SOURCE PASSAGE:
Im trying to store the schema of this JSON string in another column using schema_of_json function.
But its throwing below the error. How could I resolve this?
{
"company": {
"companyId": "123",
"companyName": "ABC"
},
"customer": {
"customerDetails": {
"customerId": "CUST-100",
"customerName": "CUST-AAA",
"status": "ACTIVE",
"phone": {
"phoneDetails": {
"home": {
"phoneno": "666-777-9999"
},
"mobile": {
"phoneno": "333-444-5555"
}
}
}
},
"address": {
"loc": "NORTH",
"adressDetails": [
{
"street": "BBB",
"city": "YYYYY",
"province": "AB",
"country": "US"
},
{
"street": "UUU",
"city": "GGGGG",
"province": "NB",
"country": "US"
}
]
}
}
}
Code:
val df = spark.read.textFile("./src/main/resources/json/company.txt")
df.printSchema()
df.show()
root
|-- value: string (nullable = true)

WHAT THE TASK ASKS:
Reproduce the forum post about the schema_of_json error word for word, from "Im trying to" up to and including "I resolve this?".

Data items
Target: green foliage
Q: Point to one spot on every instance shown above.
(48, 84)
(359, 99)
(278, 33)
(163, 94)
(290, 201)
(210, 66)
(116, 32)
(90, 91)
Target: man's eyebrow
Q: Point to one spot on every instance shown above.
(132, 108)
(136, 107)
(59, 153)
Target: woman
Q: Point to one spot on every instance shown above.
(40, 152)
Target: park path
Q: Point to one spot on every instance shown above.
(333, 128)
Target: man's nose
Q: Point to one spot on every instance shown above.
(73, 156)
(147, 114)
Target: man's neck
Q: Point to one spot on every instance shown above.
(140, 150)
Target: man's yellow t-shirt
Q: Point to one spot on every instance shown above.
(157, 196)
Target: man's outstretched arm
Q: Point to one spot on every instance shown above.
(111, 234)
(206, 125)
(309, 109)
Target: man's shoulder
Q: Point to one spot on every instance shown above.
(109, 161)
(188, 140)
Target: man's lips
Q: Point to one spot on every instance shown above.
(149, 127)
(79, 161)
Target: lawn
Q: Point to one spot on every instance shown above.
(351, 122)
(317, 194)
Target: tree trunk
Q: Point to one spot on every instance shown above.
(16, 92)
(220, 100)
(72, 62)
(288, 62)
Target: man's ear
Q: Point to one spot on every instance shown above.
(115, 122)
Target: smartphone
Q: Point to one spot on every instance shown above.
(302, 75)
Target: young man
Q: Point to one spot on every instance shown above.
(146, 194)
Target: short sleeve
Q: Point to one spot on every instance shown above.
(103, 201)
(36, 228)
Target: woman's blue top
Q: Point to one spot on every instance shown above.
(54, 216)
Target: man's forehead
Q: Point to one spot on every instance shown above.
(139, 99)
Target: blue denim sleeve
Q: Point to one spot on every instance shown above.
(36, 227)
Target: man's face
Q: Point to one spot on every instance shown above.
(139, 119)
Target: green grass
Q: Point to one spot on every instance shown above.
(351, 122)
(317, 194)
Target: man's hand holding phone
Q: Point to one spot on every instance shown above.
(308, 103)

SOLUTION:
Im trying to store the schema of this JSON string in another column using schema_of_json function.
But its throwing below the error. How could I resolve this?